Volume 45 | Number 4 | August 2010

Abstract List

Linda H. Aiken Ph.D., R.N., Douglas M. Sloane Ph.D., Jeannie P. Cimiotti Ph.D., Sean P. Clarke, Linda Flynn, Jean Ann Seago, Joanne Spetz Ph.D., Herbert L. Smith


To determine whether nurse staffing in California hospitals, where state‐mandated minimum nurse‐to‐patient ratios are in effect, differs from two states without legislation and whether those differences are associated with nurse and patient outcomes.

Data Sources

Primary survey data from 22,336 hospital staff nurses in California, Pennsylvania, and New Jersey in 2006 and state hospital discharge databases.

Study Design

Nurse workloads are compared across the three states and we examine how nurse and patient outcomes, including patient mortality and failure‐to‐rescue, are affected by the differences in nurse workloads across the hospitals in these states.

Principal Findings

California hospital nurses cared for one less patient on average than nurses in the other states and two fewer patients on medical and surgical units. Lower ratios are associated with significantly lower mortality. When nurses' workloads were in line with California‐mandated ratios in all three states, nurses' burnout and job dissatisfaction were lower, and nurses reported consistently better quality of care.


Hospital nurse staffing ratios mandated in California are associated with lower mortality and nurse outcomes predictive of better nurse retention in California and in other states where they occur.

#### TASK INSTRUCTIONS:
a - In the nurse staffing abstract, how many hospital staff nurses provided the primary survey data?
b - Echo the nurse staffing abstract word for word, starting with "Volume 45 |" and going on through "hospital discharge databases.".
c - List every author named in the nurse staffing abstract, leaving out their degrees.
You won't need the rows that come next.

Dataset entries
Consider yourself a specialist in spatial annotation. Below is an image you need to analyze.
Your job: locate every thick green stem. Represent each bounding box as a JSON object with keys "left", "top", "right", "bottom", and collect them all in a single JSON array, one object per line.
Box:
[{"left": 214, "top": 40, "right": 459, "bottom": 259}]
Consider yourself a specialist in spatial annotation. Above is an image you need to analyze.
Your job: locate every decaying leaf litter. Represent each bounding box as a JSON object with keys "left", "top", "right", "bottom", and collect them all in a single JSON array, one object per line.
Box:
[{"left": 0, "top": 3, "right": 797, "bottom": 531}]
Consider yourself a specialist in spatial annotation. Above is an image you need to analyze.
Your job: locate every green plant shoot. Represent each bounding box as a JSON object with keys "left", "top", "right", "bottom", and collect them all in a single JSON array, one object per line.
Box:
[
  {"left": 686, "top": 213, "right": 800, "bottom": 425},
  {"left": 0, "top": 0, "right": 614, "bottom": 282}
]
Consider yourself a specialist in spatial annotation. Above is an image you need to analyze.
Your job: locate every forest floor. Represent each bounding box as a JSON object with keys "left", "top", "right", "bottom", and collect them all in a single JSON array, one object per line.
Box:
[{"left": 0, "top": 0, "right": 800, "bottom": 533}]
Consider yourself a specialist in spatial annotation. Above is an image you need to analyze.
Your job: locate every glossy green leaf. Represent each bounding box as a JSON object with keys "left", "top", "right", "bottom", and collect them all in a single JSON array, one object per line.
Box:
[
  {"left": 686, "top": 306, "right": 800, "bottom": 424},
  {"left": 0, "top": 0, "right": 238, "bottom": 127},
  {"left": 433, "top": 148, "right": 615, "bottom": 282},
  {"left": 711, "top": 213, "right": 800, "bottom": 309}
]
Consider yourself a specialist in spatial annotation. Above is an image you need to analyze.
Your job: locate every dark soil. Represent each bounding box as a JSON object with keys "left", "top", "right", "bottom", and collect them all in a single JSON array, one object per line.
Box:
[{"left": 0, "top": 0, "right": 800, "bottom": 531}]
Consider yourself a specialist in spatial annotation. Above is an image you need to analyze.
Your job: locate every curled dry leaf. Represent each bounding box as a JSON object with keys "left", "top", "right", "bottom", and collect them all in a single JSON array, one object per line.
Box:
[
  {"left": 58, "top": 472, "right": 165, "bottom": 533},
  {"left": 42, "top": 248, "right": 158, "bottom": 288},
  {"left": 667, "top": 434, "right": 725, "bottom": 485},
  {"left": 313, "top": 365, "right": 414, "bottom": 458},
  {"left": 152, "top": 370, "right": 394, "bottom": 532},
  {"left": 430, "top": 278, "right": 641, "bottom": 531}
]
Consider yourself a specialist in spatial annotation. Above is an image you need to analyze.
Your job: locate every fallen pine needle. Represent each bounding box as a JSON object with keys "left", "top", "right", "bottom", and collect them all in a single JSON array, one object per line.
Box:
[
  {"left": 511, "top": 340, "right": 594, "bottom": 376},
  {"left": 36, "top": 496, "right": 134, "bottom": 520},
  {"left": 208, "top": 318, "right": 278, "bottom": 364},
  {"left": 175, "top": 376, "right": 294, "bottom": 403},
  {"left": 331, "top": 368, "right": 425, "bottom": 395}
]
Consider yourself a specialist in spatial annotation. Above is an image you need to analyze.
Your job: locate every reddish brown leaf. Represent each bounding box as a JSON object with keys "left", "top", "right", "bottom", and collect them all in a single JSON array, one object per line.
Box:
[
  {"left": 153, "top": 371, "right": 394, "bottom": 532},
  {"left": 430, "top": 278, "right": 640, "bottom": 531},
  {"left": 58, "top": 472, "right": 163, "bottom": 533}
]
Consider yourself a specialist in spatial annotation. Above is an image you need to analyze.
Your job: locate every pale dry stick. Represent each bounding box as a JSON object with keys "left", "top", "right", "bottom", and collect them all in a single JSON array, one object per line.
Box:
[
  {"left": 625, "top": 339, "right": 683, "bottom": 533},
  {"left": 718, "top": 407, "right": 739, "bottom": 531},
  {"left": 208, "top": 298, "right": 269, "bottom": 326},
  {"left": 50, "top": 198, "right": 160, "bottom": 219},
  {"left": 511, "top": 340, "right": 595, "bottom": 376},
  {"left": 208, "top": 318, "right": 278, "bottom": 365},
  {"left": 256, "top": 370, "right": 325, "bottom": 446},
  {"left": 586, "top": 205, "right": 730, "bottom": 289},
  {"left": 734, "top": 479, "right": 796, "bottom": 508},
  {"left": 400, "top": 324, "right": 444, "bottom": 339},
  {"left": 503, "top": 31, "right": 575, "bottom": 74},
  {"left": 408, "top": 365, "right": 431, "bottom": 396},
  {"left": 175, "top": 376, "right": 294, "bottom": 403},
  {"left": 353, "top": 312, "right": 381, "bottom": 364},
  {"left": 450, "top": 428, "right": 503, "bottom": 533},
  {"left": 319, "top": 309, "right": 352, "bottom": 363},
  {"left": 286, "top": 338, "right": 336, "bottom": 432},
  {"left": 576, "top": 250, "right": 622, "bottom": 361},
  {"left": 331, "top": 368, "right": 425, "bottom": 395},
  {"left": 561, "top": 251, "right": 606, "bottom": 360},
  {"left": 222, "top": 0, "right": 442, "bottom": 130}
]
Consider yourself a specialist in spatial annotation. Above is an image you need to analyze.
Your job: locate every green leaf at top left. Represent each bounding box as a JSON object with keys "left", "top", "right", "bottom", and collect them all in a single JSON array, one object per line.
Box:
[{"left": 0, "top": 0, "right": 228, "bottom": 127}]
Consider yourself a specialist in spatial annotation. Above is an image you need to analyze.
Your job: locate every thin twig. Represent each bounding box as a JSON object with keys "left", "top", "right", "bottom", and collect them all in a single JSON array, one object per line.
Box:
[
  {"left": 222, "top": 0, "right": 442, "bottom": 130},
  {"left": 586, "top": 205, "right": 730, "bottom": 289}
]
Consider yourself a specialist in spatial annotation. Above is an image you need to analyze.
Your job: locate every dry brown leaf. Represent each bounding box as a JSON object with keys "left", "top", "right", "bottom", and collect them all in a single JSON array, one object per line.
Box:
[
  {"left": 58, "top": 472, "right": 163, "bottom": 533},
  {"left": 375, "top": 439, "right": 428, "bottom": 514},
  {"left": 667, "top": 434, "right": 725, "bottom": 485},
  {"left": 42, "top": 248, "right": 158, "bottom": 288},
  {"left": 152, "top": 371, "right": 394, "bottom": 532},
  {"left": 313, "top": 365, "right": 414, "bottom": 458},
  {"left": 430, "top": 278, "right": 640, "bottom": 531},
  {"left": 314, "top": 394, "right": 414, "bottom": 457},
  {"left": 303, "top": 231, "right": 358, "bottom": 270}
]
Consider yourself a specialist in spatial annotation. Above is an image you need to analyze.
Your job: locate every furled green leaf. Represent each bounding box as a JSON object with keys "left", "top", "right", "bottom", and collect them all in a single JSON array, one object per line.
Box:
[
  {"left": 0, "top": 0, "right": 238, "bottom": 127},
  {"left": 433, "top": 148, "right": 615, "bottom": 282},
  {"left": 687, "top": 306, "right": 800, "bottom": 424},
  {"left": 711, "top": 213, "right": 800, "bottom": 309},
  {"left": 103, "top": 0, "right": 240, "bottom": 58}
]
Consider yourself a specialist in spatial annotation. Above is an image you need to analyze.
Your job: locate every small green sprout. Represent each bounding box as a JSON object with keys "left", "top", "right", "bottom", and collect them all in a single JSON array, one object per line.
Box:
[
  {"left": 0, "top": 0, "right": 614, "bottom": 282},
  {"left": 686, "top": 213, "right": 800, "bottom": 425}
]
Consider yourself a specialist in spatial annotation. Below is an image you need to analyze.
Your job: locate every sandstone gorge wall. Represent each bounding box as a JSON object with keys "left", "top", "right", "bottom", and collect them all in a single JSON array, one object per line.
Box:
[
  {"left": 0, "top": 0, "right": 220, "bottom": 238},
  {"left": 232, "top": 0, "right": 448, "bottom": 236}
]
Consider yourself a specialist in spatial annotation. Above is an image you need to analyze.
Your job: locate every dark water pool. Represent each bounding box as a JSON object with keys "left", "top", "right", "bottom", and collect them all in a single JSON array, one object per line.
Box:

#### SOLUTIONS TO THE PROBLEMS:
a - 22,336 hospital staff nurses

b -
Volume 45 | Number 4 | August 2010

Abstract List

Linda H. Aiken Ph.D., R.N., Douglas M. Sloane Ph.D., Jeannie P. Cimiotti Ph.D., Sean P. Clarke, Linda Flynn, Jean Ann Seago, Joanne Spetz Ph.D., Herbert L. Smith


To determine whether nurse staffing in California hospitals, where state‐mandated minimum nurse‐to‐patient ratios are in effect, differs from two states without legislation and whether those differences are associated with nurse and patient outcomes.

Data Sources

Primary survey data from 22,336 hospital staff nurses in California, Pennsylvania, and New Jersey in 2006 and state hospital discharge databases.

c - Linda H. Aiken, Douglas M. Sloane, Jeannie P. Cimiotti, Sean P. Clarke, Linda Flynn, Jean Ann Seago, Joanne Spetz, Herbert L. Smith